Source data

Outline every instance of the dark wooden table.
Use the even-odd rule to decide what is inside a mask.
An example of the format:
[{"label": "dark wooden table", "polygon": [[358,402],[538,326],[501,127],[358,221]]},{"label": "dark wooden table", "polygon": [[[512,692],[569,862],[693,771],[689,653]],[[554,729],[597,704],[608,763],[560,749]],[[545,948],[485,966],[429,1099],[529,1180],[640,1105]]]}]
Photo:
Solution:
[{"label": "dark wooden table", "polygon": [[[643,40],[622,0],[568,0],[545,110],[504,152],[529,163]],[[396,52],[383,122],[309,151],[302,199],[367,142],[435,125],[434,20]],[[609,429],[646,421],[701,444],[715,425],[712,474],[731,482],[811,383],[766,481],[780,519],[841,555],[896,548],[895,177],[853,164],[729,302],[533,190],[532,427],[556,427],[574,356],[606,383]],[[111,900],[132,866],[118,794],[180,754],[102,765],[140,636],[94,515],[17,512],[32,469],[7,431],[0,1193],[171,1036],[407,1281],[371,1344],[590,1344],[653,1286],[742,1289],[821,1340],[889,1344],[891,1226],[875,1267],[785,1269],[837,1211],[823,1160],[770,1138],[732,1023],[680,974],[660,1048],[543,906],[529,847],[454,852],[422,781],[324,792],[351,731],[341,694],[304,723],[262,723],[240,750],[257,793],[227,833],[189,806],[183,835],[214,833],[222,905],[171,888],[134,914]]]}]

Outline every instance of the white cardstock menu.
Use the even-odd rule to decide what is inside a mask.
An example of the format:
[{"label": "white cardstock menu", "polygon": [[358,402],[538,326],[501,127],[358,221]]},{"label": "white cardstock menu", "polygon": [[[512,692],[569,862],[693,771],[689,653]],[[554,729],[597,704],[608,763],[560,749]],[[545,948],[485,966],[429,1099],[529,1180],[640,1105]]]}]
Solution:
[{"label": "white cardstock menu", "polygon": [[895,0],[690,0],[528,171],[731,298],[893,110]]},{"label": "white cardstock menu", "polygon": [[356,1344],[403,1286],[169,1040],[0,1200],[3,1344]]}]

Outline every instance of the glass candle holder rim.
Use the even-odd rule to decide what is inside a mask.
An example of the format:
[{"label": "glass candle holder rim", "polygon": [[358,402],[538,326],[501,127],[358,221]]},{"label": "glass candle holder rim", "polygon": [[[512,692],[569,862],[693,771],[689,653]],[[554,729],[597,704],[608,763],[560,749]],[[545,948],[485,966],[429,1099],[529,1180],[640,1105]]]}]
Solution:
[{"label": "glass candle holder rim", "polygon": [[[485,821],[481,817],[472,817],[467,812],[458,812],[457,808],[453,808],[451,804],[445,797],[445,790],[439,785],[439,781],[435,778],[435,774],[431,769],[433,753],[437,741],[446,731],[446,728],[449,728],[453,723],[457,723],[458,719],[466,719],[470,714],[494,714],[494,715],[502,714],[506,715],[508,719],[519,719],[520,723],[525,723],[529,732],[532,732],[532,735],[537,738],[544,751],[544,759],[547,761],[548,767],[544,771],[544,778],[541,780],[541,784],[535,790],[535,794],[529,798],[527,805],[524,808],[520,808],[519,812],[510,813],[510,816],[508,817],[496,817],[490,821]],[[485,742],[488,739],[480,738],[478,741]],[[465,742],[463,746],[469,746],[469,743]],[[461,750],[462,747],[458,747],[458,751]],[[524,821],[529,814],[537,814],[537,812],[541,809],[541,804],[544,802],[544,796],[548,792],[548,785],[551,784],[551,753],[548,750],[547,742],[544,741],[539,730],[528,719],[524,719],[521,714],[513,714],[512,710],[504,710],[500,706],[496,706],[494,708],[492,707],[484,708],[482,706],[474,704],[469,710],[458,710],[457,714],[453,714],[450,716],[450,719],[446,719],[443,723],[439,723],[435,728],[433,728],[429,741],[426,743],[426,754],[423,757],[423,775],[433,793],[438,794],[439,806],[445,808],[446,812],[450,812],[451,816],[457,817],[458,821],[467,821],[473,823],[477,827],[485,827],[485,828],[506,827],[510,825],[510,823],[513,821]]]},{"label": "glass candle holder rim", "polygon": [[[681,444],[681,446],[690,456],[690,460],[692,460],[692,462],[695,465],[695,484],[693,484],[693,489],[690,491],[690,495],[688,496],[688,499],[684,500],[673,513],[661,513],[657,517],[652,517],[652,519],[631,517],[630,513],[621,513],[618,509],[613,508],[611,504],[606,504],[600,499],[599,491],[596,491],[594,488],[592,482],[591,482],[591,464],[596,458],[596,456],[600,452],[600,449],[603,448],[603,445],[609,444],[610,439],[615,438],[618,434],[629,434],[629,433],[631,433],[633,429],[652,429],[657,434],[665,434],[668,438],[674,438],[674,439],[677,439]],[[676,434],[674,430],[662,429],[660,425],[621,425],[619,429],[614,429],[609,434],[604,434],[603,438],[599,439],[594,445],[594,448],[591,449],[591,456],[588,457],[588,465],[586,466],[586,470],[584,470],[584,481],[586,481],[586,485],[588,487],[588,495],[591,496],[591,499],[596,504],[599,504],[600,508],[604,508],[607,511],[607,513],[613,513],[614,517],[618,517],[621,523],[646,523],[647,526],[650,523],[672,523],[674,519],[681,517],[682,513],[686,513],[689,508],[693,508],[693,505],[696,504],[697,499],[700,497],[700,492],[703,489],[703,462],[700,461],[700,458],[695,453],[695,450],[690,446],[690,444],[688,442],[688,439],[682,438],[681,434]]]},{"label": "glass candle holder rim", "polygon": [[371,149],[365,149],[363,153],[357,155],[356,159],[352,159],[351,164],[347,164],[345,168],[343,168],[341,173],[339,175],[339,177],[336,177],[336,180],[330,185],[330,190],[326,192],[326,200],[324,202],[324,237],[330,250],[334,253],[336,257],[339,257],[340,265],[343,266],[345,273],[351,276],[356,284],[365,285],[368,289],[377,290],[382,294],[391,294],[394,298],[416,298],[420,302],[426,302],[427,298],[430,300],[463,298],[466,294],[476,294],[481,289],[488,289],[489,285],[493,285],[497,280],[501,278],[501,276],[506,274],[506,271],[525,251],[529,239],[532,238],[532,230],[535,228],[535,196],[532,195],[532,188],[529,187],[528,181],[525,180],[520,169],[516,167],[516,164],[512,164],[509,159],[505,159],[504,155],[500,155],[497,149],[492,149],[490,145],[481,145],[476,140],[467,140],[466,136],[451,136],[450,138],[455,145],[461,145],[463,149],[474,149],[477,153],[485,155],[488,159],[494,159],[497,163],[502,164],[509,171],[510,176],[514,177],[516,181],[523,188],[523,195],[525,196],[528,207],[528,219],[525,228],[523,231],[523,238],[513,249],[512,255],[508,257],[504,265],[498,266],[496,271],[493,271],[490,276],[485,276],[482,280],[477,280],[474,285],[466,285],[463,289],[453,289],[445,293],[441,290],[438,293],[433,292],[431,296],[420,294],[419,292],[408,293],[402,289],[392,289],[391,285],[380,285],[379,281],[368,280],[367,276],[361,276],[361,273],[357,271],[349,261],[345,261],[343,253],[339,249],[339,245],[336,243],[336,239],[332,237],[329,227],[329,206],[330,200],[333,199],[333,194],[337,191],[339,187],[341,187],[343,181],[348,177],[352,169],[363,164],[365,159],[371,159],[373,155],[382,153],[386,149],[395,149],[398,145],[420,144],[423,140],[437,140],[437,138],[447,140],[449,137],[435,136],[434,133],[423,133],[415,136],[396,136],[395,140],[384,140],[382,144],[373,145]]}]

Description of the task
Your task is to output all of the data above word for word.

Written response
Outline every instance of the dark wooden table.
Use the even-odd rule to decide what is inside a mask.
An example of the format:
[{"label": "dark wooden table", "polygon": [[358,402],[538,326],[501,127],[358,221]]},{"label": "dark wooden table", "polygon": [[[512,692],[569,862],[693,771],[689,653]],[[554,729],[597,704],[608,763],[560,749]],[[545,948],[485,966],[429,1099],[529,1180],[640,1105]]]}]
Photo:
Solution:
[{"label": "dark wooden table", "polygon": [[[643,40],[622,0],[568,0],[545,110],[504,152],[529,163]],[[396,52],[383,122],[309,151],[302,199],[367,142],[435,125],[434,20]],[[609,429],[646,421],[701,444],[715,425],[712,474],[731,482],[811,383],[766,481],[780,519],[841,555],[896,548],[895,177],[853,164],[729,302],[533,190],[532,427],[556,427],[574,356],[606,383]],[[111,900],[132,866],[118,794],[180,754],[102,765],[140,636],[94,515],[17,512],[32,469],[7,431],[0,1193],[171,1036],[407,1281],[371,1344],[590,1344],[653,1286],[742,1289],[821,1340],[889,1344],[891,1226],[875,1267],[785,1269],[837,1211],[823,1160],[770,1138],[732,1023],[680,974],[660,1048],[543,906],[529,847],[454,852],[422,781],[324,792],[351,731],[341,694],[304,723],[262,723],[240,750],[257,793],[227,833],[189,806],[183,835],[214,833],[222,905],[171,888],[134,914]]]}]

Outline every instance of the white cardstock menu.
Use the even-odd rule to decide what is inside a mask.
An example of the format:
[{"label": "white cardstock menu", "polygon": [[358,402],[538,326],[501,127],[358,221]]},{"label": "white cardstock menu", "polygon": [[[512,692],[569,862],[693,771],[689,653]],[[554,729],[597,704],[608,763],[560,749]],[[545,948],[485,966],[429,1099],[529,1180],[640,1105]]]}]
Solution:
[{"label": "white cardstock menu", "polygon": [[895,0],[690,0],[528,171],[731,298],[893,110]]},{"label": "white cardstock menu", "polygon": [[356,1344],[403,1286],[169,1040],[0,1200],[3,1344]]}]

Outline every instance of the glass candle holder rim.
Use the even-odd rule to decide what is inside a mask.
An example of the format:
[{"label": "glass candle holder rim", "polygon": [[358,402],[538,326],[501,127],[358,221]]},{"label": "glass candle holder rim", "polygon": [[[512,692],[569,862],[693,771],[689,653]],[[554,729],[597,704],[608,763],[560,749]],[[545,948],[485,966],[429,1099],[529,1180],[640,1105]]]}]
Solution:
[{"label": "glass candle holder rim", "polygon": [[[485,821],[481,817],[472,817],[467,812],[458,812],[457,808],[453,808],[451,804],[445,797],[445,790],[439,785],[439,781],[435,778],[435,774],[431,769],[433,753],[437,741],[446,731],[446,728],[449,728],[453,723],[457,723],[458,719],[466,719],[470,714],[494,714],[494,715],[502,714],[506,715],[508,719],[519,719],[520,723],[525,723],[529,732],[532,732],[532,735],[537,738],[544,751],[544,759],[547,761],[548,767],[544,771],[544,778],[541,780],[541,784],[535,790],[535,794],[529,798],[527,805],[524,808],[520,808],[519,812],[510,813],[510,816],[508,817],[496,817],[490,821]],[[485,742],[488,739],[480,738],[478,741]],[[465,742],[463,746],[469,746],[469,743]],[[461,750],[462,747],[458,747],[458,751]],[[524,821],[529,814],[537,814],[537,812],[541,809],[541,804],[544,802],[544,796],[548,792],[548,785],[551,784],[551,753],[548,750],[547,742],[544,741],[539,730],[528,719],[524,719],[521,714],[513,714],[512,710],[504,710],[500,706],[496,706],[494,708],[492,707],[484,708],[482,706],[474,704],[469,710],[458,710],[457,714],[453,714],[450,716],[450,719],[446,719],[443,723],[439,723],[435,728],[433,728],[429,741],[426,743],[426,754],[423,757],[423,775],[433,793],[438,794],[439,806],[445,808],[446,812],[450,812],[451,816],[457,817],[458,821],[467,821],[473,823],[477,827],[485,827],[485,828],[506,827],[510,825],[510,823],[513,821]]]},{"label": "glass candle holder rim", "polygon": [[[681,444],[681,446],[690,456],[690,460],[692,460],[692,462],[695,465],[695,484],[693,484],[693,489],[690,491],[690,495],[688,496],[688,499],[684,500],[673,513],[661,513],[657,517],[652,517],[652,519],[631,517],[630,513],[621,513],[618,509],[613,508],[611,504],[606,504],[600,499],[599,491],[596,491],[594,488],[592,482],[591,482],[591,464],[596,458],[596,456],[600,452],[600,449],[603,448],[603,445],[609,444],[610,439],[615,438],[618,434],[629,434],[629,433],[631,433],[633,429],[652,429],[657,434],[665,434],[668,438],[674,438],[674,439],[677,439]],[[676,434],[674,430],[662,429],[660,425],[621,425],[619,429],[614,429],[609,434],[604,434],[603,438],[599,439],[594,445],[594,448],[591,449],[591,456],[588,457],[588,465],[586,466],[586,470],[584,470],[584,481],[586,481],[586,485],[588,487],[588,495],[591,496],[591,499],[596,504],[599,504],[600,508],[604,508],[607,511],[607,513],[613,513],[614,517],[618,517],[621,523],[646,523],[647,526],[650,523],[672,523],[674,519],[681,517],[682,513],[686,513],[689,508],[693,508],[693,505],[696,504],[697,499],[700,497],[700,492],[703,489],[703,462],[700,461],[700,458],[695,453],[695,450],[690,446],[690,444],[688,442],[688,439],[682,438],[681,434]]]},{"label": "glass candle holder rim", "polygon": [[371,149],[365,149],[363,153],[357,155],[356,159],[352,159],[351,164],[347,164],[345,168],[343,168],[341,173],[339,175],[339,177],[336,177],[336,180],[330,185],[330,190],[326,192],[326,200],[324,202],[324,237],[330,250],[334,253],[336,257],[339,257],[340,265],[343,266],[345,273],[351,276],[356,284],[365,285],[368,289],[377,290],[382,294],[391,294],[394,298],[416,298],[420,302],[426,302],[427,298],[430,300],[463,298],[466,294],[476,294],[481,289],[488,289],[489,285],[493,285],[497,280],[501,278],[501,276],[506,274],[506,271],[525,251],[529,239],[532,238],[532,230],[535,228],[535,196],[532,195],[532,188],[529,187],[528,181],[525,180],[520,169],[516,167],[516,164],[512,164],[509,159],[505,159],[504,155],[500,155],[497,149],[492,149],[490,145],[481,145],[476,140],[467,140],[466,136],[451,136],[450,138],[455,145],[461,145],[463,149],[474,149],[477,153],[485,155],[488,159],[494,159],[497,163],[502,164],[509,171],[510,176],[514,177],[516,181],[523,188],[523,195],[525,196],[528,207],[528,219],[525,228],[523,231],[523,238],[513,249],[512,255],[508,257],[504,265],[498,266],[496,271],[493,271],[490,276],[485,276],[482,280],[477,280],[474,285],[466,285],[463,289],[453,289],[445,293],[441,290],[438,293],[433,292],[431,296],[420,294],[419,292],[408,293],[402,289],[392,289],[391,285],[380,285],[379,281],[368,280],[367,276],[361,276],[361,273],[357,271],[349,261],[345,261],[343,253],[339,249],[339,245],[336,243],[336,239],[332,237],[329,227],[329,206],[330,200],[333,199],[333,194],[337,191],[339,187],[341,187],[343,181],[348,177],[352,169],[363,164],[365,159],[371,159],[373,155],[382,153],[386,149],[395,149],[398,145],[420,144],[423,140],[437,140],[437,138],[447,140],[449,137],[435,136],[434,133],[423,133],[415,136],[396,136],[395,140],[384,140],[382,144],[373,145]]}]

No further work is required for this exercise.